_SUPPLIED ENTRIES_

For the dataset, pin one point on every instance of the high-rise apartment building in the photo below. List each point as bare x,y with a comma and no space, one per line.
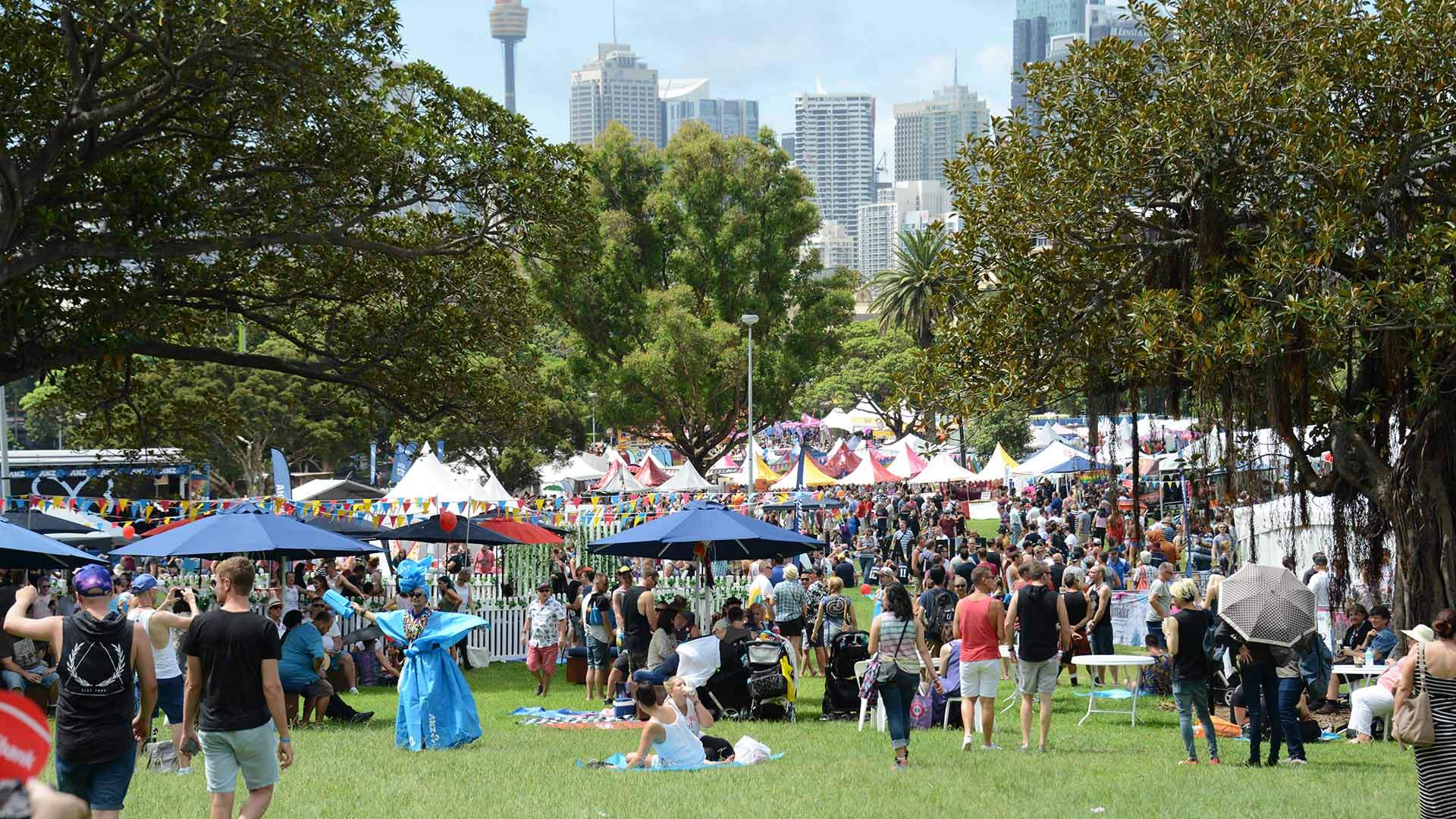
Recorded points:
1028,44
835,148
727,117
930,131
615,88
835,245
877,240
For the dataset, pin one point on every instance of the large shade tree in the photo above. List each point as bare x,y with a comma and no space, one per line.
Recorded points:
686,241
166,168
1253,209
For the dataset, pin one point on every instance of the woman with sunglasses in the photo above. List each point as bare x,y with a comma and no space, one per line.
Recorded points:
436,707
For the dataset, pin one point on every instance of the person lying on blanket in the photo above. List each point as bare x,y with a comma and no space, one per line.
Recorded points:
667,735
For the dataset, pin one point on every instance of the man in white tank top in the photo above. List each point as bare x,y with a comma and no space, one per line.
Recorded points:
159,623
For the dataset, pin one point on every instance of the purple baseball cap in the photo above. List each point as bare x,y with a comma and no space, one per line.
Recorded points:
92,580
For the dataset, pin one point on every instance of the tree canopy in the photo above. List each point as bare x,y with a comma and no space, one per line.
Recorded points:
871,366
169,168
1253,209
686,241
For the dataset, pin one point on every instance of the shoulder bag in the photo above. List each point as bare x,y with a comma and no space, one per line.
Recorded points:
880,672
1413,723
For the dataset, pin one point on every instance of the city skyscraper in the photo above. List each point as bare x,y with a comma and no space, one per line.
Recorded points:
509,25
930,131
615,88
689,99
1028,44
835,148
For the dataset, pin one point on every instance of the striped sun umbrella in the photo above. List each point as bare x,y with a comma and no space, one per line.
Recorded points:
1267,604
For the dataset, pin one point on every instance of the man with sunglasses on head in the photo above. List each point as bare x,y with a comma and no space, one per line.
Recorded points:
96,725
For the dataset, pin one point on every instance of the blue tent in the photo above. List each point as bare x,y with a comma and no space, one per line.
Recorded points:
20,548
246,529
731,537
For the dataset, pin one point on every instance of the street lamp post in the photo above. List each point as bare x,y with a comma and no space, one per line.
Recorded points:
593,397
750,319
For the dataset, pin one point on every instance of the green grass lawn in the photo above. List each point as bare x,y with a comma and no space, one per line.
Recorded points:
829,770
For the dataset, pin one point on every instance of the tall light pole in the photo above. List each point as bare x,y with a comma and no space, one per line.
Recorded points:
750,319
593,397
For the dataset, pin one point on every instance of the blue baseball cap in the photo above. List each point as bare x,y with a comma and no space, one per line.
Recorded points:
92,580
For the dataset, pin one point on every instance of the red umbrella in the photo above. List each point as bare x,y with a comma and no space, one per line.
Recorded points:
523,532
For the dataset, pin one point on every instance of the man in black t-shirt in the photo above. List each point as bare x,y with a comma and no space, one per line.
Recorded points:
232,659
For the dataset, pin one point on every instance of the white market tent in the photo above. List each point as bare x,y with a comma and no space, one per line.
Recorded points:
334,488
724,465
430,479
941,469
906,463
619,480
686,480
1053,460
837,420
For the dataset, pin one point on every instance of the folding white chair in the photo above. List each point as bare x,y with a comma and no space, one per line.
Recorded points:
864,704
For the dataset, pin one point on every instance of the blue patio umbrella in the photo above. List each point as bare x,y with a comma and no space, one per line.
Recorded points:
251,531
730,537
20,548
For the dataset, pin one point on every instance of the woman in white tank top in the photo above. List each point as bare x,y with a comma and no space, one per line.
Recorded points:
666,735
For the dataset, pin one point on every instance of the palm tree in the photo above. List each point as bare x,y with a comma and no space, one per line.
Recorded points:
903,292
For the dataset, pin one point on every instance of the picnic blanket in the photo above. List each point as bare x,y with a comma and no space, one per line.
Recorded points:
568,720
619,763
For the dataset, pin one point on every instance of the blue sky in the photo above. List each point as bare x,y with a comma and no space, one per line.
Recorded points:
764,50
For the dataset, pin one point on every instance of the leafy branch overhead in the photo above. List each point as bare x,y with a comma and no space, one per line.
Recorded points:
1253,207
169,168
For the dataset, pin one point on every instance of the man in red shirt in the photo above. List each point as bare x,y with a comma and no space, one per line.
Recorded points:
981,623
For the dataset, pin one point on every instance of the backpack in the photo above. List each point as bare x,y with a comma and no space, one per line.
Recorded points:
940,617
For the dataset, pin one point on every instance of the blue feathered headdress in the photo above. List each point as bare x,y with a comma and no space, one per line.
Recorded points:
413,575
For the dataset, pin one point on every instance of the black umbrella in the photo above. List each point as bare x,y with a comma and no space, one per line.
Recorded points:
350,528
42,523
430,531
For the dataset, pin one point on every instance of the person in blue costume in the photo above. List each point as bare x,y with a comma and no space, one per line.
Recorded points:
436,707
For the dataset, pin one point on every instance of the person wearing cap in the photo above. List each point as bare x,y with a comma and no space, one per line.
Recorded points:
542,632
1379,700
158,623
96,719
275,614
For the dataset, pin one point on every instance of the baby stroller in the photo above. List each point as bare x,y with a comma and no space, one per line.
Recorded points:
840,689
770,681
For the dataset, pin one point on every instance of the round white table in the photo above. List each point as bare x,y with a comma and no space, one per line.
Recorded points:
1126,661
1363,673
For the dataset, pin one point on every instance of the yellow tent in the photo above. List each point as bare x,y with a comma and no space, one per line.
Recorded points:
996,466
813,477
761,471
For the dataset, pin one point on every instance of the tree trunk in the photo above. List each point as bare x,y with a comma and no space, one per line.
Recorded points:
1419,500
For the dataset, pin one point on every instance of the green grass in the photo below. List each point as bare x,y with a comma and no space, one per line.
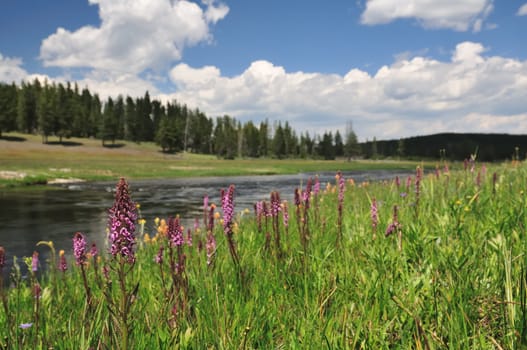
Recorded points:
88,160
458,281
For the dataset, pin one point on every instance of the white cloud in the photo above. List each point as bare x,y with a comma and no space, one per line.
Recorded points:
449,14
522,11
419,95
11,70
134,35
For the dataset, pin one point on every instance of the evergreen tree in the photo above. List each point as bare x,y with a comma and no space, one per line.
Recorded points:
400,148
63,117
339,145
351,146
119,116
225,137
263,150
110,123
166,135
27,119
326,149
83,123
279,143
8,107
251,140
131,125
96,120
47,111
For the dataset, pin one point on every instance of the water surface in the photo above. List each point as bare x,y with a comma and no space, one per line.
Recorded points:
57,212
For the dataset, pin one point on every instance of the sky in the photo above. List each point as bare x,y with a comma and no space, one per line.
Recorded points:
391,68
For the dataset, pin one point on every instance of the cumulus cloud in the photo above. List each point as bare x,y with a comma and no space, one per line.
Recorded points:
413,95
448,14
522,11
134,35
11,70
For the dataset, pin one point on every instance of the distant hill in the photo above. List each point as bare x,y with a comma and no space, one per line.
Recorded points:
456,146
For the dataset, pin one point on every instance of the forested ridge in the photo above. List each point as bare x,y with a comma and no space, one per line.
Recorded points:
63,111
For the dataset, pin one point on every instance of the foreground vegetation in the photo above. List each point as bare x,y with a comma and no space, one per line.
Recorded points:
31,162
432,261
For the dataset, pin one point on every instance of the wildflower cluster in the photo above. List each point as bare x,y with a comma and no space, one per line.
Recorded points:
122,223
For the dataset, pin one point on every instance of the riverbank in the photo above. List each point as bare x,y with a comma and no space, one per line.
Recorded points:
25,160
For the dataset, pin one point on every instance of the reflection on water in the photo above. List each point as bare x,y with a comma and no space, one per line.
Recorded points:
56,213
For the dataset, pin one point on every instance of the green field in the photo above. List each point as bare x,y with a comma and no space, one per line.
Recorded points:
452,275
86,159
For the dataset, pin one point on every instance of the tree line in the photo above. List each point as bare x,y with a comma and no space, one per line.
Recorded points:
452,146
63,111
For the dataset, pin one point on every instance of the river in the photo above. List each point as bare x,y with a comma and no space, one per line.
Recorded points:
58,211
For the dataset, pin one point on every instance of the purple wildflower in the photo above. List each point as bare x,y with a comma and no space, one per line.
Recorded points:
205,203
189,238
394,225
94,251
63,266
159,257
227,204
260,212
275,203
175,233
297,197
106,273
211,248
196,224
285,214
122,223
374,214
341,188
34,262
79,248
408,183
316,188
2,258
37,290
306,195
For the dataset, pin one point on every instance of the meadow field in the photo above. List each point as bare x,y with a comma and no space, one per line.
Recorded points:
432,261
25,160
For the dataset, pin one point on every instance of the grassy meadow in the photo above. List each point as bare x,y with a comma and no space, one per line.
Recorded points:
24,160
433,261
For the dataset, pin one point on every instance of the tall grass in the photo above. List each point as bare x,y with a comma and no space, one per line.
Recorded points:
449,272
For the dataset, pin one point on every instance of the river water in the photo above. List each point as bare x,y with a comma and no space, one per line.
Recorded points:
57,212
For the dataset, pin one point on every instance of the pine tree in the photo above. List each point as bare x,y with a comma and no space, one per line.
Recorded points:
351,146
8,107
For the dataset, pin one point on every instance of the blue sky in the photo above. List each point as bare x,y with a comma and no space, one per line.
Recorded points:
393,68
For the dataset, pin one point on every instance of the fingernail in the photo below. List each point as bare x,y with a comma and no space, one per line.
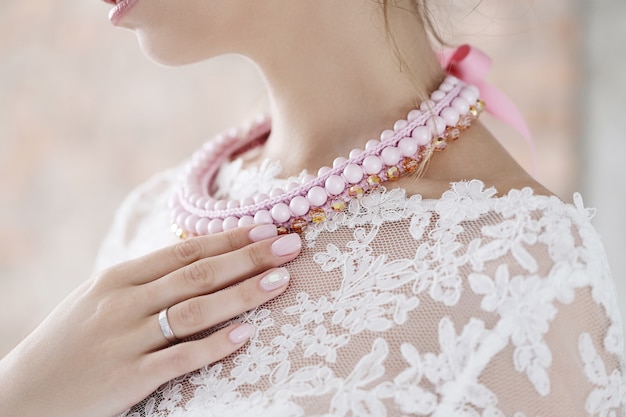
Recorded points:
241,333
286,245
275,279
262,232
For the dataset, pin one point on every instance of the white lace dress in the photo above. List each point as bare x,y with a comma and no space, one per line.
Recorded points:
468,305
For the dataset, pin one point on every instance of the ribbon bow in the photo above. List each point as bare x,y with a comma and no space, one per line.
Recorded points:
471,66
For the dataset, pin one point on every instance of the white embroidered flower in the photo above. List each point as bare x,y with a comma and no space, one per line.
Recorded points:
465,201
517,202
323,344
210,385
310,310
494,291
419,223
513,236
253,364
351,397
405,389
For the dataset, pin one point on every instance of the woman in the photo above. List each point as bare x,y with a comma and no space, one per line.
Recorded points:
430,283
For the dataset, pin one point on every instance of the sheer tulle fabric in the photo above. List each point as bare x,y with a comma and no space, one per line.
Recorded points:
468,305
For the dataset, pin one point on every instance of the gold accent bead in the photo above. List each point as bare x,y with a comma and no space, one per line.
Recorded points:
374,180
317,214
440,144
356,191
480,106
338,205
410,164
393,173
465,122
299,225
454,133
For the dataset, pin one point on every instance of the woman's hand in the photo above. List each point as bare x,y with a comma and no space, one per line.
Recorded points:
103,349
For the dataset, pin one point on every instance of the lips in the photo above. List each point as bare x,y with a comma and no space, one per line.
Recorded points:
121,8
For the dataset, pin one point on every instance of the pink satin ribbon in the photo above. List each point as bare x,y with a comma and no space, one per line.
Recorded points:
471,66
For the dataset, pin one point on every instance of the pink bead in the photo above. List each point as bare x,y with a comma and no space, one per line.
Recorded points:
386,134
190,222
263,217
322,171
215,226
422,135
372,164
413,114
461,105
245,221
338,161
317,196
201,202
180,219
230,223
221,205
437,95
233,204
209,147
400,124
335,185
427,105
371,144
451,79
259,198
299,206
280,212
202,226
469,94
450,115
446,87
408,146
391,155
353,173
233,132
436,124
355,152
210,205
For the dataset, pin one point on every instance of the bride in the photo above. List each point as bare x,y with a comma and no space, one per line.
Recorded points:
366,249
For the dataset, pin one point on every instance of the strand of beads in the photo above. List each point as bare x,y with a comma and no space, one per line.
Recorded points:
450,110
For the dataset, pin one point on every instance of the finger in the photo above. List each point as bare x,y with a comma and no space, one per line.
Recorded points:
163,261
200,313
166,364
213,274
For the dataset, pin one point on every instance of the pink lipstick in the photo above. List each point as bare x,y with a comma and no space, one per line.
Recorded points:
119,11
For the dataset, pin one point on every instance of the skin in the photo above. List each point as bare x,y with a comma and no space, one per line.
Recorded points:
101,350
333,82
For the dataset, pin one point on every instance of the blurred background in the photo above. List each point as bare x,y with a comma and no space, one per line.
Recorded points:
85,117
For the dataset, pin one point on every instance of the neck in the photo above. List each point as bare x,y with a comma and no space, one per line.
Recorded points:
333,96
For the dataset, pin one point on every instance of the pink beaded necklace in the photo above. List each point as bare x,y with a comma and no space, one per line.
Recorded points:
401,150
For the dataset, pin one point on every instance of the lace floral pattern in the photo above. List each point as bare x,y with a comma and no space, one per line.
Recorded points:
469,305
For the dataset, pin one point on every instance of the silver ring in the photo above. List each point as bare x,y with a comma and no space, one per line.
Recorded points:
165,327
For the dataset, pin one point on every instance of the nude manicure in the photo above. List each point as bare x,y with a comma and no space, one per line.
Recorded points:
286,245
241,333
275,279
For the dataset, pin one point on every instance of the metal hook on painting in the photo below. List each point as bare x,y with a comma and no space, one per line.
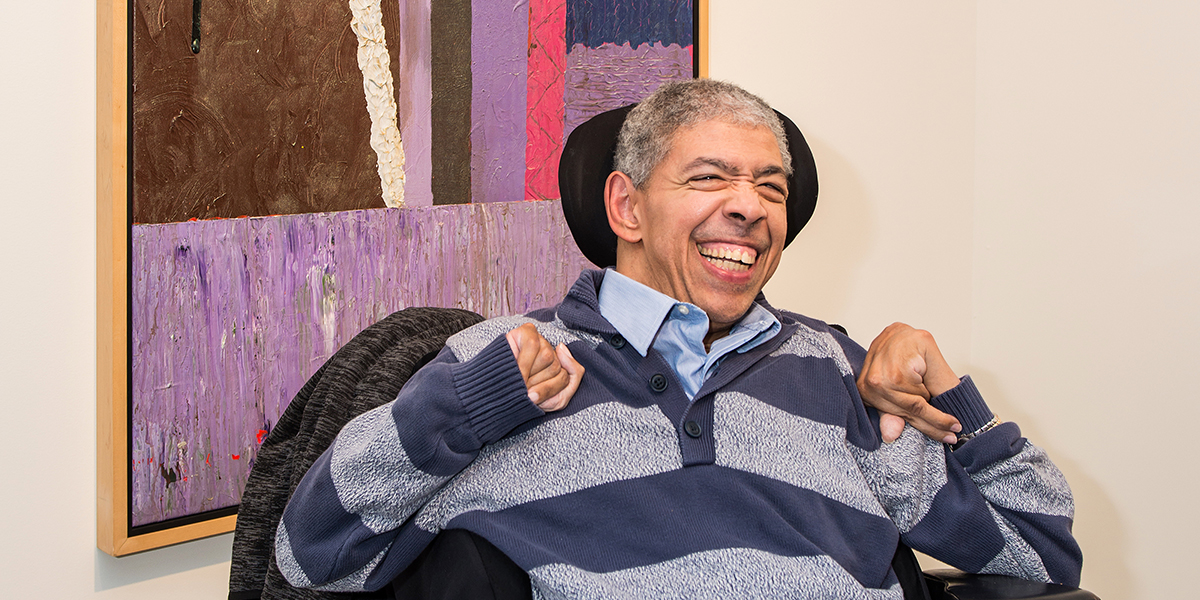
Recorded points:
196,27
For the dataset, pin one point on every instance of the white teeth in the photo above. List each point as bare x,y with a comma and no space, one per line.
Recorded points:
741,259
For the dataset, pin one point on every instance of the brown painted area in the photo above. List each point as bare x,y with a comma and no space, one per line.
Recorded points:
450,67
268,119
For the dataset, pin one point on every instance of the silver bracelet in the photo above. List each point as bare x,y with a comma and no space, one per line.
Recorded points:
964,438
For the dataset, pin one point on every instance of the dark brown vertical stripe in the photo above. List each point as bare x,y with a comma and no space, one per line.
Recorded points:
450,148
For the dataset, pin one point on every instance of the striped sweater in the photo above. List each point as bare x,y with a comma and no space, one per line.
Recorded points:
772,484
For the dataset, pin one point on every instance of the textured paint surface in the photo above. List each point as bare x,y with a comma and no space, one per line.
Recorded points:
407,25
268,119
231,317
378,88
634,22
609,77
544,129
498,49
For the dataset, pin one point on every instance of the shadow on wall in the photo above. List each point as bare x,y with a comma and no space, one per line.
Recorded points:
1098,526
819,269
113,573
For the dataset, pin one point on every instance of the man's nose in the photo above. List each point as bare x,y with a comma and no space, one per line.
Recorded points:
744,203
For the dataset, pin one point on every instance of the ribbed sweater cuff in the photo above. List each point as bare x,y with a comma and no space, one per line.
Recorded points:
493,393
965,402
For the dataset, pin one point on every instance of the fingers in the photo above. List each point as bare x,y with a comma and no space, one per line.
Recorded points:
551,375
891,426
555,393
904,369
574,372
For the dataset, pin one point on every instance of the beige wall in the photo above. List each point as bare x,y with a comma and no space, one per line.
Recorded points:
1014,175
1019,178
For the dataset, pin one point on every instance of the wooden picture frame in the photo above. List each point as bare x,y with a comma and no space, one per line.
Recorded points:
115,533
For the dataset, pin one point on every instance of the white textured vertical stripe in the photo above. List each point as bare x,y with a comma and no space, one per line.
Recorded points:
377,84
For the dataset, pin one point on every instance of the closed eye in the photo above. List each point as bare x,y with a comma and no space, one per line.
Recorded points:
708,183
773,192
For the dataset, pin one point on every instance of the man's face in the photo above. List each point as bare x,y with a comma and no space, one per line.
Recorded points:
711,221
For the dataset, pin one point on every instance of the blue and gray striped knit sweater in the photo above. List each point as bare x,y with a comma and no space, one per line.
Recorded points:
772,484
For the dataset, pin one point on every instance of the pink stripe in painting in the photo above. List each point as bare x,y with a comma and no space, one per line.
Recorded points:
545,87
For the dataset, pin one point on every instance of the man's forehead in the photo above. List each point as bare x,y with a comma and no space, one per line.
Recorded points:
695,147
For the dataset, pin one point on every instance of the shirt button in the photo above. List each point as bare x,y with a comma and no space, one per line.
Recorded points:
658,383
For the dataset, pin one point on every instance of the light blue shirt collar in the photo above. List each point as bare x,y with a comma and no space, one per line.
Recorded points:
648,318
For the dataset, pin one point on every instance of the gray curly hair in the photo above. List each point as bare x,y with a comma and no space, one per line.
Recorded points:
648,132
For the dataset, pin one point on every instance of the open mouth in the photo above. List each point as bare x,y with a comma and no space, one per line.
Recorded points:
729,258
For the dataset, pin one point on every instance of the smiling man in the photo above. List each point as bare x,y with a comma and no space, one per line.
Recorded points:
717,448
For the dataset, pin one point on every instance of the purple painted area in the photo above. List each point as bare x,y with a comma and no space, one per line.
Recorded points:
232,317
414,96
611,76
499,40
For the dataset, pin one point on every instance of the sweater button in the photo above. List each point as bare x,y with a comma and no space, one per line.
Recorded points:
658,383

_WHAT IS REQUIRED_
Repeat the line that contains "the pink stripe", then every line after it until the records end, with nothing added.

_RESULT OF THIS EXERCISE_
For the dataset, pin one point on every instance of the pink stripe in painting in the photo above. List each point as bare x,y with a comma and no space, one per line.
Recorded points:
545,87
For the dataset, pin one point on every instance of the man's forehead in the photo above. List each point as bare x,y with a comma and no space, one per line.
Recorded points:
695,147
For the dataset, pin one point on every instance of the shirt button in the photo above. List each point as bare x,y with a comma and no space, one per line.
Recorded points:
658,383
For the dataset, pin one point on every instance of the light blue shirt collar in the photo above. List each point as bare x,y with a comma and no space, one per line.
Recorded points:
648,318
For the dataset, pin one point on every instance of the gray curly hair in the photo above. List each point as bare x,y with a comma and no space, one per line.
Recorded points:
648,132
For the dataset, pin one point on every instance of the open mouth in the photo above. List each point as bare x,y with a comma and no space, one per line.
Recorded points:
729,258
For the dataset, pin one point on every instance of the smiling man in the photo above. List each point as bare x,y with a comma and no space, one per line.
Recorded points:
717,448
For the dataset, pin one point on every instance of the purple painted area in the photo above. List each point as bare x,y with a comma and no space, one per line.
Recorded points:
232,317
414,96
611,76
499,40
For the dataset, pin one point on every instance of the sweater button in the photo above. List each point as bare x,y with a comma and no space, one per line.
Recorded points:
658,383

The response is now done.